* TASK GOAL: Turn the data, from the line containing "Practice. Point out each instance of the silver" through the line containing "pixel 581 436", into a Markdown table with one row per line. Use the columns Row and Line, number the rows in order, and skip any blank lines.

>> BEGIN ENTRIES

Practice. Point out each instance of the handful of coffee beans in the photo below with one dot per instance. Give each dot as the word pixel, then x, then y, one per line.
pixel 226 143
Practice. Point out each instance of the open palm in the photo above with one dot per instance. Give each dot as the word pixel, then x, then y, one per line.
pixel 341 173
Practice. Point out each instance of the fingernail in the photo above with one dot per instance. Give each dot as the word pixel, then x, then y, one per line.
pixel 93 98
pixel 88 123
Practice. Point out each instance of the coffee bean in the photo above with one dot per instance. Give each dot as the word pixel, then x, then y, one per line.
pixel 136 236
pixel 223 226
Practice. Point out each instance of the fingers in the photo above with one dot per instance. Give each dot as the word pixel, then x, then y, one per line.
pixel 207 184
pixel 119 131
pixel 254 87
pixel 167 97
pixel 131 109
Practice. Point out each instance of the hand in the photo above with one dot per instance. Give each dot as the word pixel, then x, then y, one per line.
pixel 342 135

>> END ENTRIES
>> BEGIN ENTRIES

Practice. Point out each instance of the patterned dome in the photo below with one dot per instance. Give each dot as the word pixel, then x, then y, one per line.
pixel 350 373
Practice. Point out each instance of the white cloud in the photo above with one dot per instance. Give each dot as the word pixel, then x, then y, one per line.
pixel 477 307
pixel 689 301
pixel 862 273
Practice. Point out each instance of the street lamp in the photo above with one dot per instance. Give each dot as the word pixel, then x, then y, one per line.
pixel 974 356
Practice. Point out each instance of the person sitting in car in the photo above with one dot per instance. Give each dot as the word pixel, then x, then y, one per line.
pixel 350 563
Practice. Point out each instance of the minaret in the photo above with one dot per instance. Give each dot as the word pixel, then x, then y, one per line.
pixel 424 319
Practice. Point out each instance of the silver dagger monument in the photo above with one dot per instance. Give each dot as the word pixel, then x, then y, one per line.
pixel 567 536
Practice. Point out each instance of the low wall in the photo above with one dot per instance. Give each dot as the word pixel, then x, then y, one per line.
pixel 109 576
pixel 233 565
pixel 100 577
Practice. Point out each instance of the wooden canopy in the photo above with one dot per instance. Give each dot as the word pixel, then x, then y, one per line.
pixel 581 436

>> END ENTRIES

* TASK OUTPUT:
| Row | Line |
|---|---|
| 1 | Practice. Point out each instance of the silver dagger monument in the photo above with one dot per instance. Give each dot as the word pixel, then x, then y, one per line. |
| 2 | pixel 567 536 |
| 3 | Practice. Point out each instance of the low wall in the photo above with one dot per instance. Give each dot as the word pixel, then x, then y, one per line. |
| 4 | pixel 109 576 |
| 5 | pixel 233 565 |
| 6 | pixel 100 577 |
| 7 | Practice. Point out each instance of the wooden canopy in the photo above with one dot per instance. Give each dot as the word pixel, then x, then y, one per line. |
| 8 | pixel 581 436 |